# START OF Document segment

From E-Learning Faculty Modules

Federal and state laws, and local guidelines and policies for online learning require that the e-learning is accessible to the broadest range of possible learners. People have a broad range of different abilities especially regarding the following:

  • Sight (acuity, light contrast, color in/sensitivity)
  • Hearing (acuity and range)
  • Touch
  • Motion / mobility
  • Symbolic processing (reading), including perception, cognition, memory, thought processing, and other psychological factors

These different abilities may manifest differently in different people, and many have a combination of sensory and information processing challenges. In terms of accessibility, it is important to present information that may be perceived and understood on multiple channels.

This would suggest that multimedia is available on multiple perceptual channels: an image also has “alt text” that describes the image’s informational value; a video is captioned or transcribed; live events have “communication access realtime translation” (CART) functionalities; color is never used as the only informational channel; and all web functionalities may be accessible using browser-based accessibility devices (such as text readers).




Learners will...

# END OF Document segment
# START OF Dataset entries

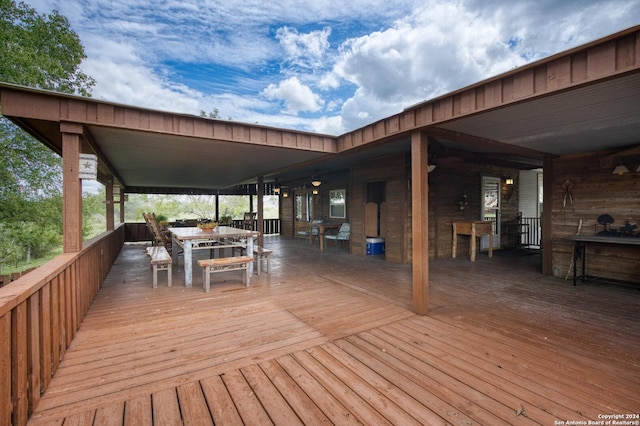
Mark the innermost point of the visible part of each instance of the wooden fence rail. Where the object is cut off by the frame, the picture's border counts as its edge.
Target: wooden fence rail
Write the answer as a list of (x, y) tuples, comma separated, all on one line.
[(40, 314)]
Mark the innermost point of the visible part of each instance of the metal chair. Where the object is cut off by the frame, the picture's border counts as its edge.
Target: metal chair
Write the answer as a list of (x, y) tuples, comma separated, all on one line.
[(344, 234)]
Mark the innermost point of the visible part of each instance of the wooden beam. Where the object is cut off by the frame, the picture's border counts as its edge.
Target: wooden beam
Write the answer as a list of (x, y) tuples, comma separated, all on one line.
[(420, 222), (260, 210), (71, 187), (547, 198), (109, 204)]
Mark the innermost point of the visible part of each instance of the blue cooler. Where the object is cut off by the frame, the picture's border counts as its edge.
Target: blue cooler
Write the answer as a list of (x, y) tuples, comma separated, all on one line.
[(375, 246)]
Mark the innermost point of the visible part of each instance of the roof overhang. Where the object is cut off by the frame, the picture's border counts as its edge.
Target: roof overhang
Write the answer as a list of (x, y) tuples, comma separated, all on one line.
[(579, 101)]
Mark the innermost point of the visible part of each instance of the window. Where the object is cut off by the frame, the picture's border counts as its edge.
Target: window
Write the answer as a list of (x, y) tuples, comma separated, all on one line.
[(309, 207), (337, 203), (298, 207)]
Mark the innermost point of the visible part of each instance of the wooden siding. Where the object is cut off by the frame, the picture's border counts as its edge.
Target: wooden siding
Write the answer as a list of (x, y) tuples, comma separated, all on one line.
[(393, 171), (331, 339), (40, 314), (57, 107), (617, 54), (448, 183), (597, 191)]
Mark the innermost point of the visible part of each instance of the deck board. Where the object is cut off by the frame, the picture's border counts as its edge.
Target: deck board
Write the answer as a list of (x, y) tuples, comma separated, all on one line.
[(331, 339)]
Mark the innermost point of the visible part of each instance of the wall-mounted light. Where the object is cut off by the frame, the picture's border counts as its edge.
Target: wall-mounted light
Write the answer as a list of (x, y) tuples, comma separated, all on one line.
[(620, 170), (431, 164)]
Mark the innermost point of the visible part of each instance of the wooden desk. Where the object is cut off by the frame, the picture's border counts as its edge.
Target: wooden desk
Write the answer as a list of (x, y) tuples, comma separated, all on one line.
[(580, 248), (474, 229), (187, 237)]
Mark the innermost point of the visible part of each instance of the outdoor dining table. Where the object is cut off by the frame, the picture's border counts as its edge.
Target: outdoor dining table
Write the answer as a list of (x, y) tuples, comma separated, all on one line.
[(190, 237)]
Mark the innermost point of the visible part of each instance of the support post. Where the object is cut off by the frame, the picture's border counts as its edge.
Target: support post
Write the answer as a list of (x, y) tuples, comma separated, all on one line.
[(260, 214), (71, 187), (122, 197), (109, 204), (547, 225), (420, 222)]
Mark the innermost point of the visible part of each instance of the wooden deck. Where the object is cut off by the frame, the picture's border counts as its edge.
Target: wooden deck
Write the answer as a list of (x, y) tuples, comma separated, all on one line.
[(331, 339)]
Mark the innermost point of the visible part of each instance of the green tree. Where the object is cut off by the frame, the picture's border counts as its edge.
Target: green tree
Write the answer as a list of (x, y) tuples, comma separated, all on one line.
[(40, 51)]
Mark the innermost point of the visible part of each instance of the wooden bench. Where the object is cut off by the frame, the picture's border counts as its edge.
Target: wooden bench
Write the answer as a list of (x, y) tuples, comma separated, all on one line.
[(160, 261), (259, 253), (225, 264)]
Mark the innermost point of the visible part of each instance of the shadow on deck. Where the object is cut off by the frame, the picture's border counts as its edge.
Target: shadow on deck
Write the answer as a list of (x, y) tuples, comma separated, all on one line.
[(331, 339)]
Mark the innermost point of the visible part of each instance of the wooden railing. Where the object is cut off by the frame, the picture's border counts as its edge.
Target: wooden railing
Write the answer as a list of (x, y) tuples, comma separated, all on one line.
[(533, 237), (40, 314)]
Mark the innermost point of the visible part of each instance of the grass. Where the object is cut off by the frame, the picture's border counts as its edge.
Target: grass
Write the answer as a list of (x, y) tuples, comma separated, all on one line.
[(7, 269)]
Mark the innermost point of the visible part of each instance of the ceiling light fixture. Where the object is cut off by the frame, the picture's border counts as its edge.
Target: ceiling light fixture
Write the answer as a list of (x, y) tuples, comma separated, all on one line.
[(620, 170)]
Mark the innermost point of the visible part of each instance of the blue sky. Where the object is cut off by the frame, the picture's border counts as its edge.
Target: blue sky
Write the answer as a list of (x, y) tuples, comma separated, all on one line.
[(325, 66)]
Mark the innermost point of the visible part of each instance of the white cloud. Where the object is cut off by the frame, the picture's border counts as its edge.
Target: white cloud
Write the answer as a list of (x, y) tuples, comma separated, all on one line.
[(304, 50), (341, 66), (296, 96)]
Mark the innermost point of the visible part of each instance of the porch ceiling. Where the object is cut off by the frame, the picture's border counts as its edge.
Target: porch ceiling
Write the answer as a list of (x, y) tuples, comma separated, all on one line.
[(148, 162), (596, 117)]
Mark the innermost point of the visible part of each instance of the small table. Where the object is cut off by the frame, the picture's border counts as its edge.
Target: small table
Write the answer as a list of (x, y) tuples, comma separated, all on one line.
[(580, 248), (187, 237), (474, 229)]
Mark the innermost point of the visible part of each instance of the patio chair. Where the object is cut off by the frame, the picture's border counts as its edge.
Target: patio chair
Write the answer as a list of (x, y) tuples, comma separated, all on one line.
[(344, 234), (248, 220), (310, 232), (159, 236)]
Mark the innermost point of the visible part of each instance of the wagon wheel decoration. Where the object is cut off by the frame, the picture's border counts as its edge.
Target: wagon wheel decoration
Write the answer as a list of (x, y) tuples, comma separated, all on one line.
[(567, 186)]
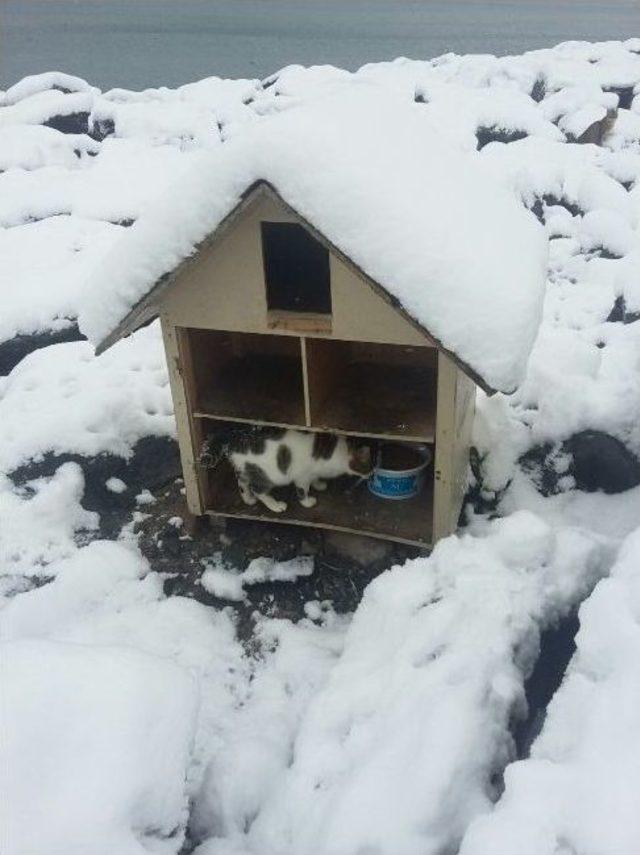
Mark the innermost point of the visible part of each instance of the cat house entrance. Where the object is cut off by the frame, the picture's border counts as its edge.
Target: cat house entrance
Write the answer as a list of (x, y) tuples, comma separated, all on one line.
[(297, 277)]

# END OF Dataset entries

*Directive 1*.
In the e-learning accessibility text, what does the abbreviation CART stand for?
*Directive 2*.
Reproduce the passage of the e-learning accessibility text starting at "From E-Learning Faculty" and ending at "(acuity and range)", changing "Sight" to "Vision".
The data can be set aside.

*Result 1*.
Communication access realtime translation

*Result 2*.
From E-Learning Faculty Modules

Federal and state laws, and local guidelines and policies for online learning require that the e-learning is accessible to the broadest range of possible learners. People have a broad range of different abilities especially regarding the following:

  • Vision (acuity, light contrast, color in/sensitivity)
  • Hearing (acuity and range)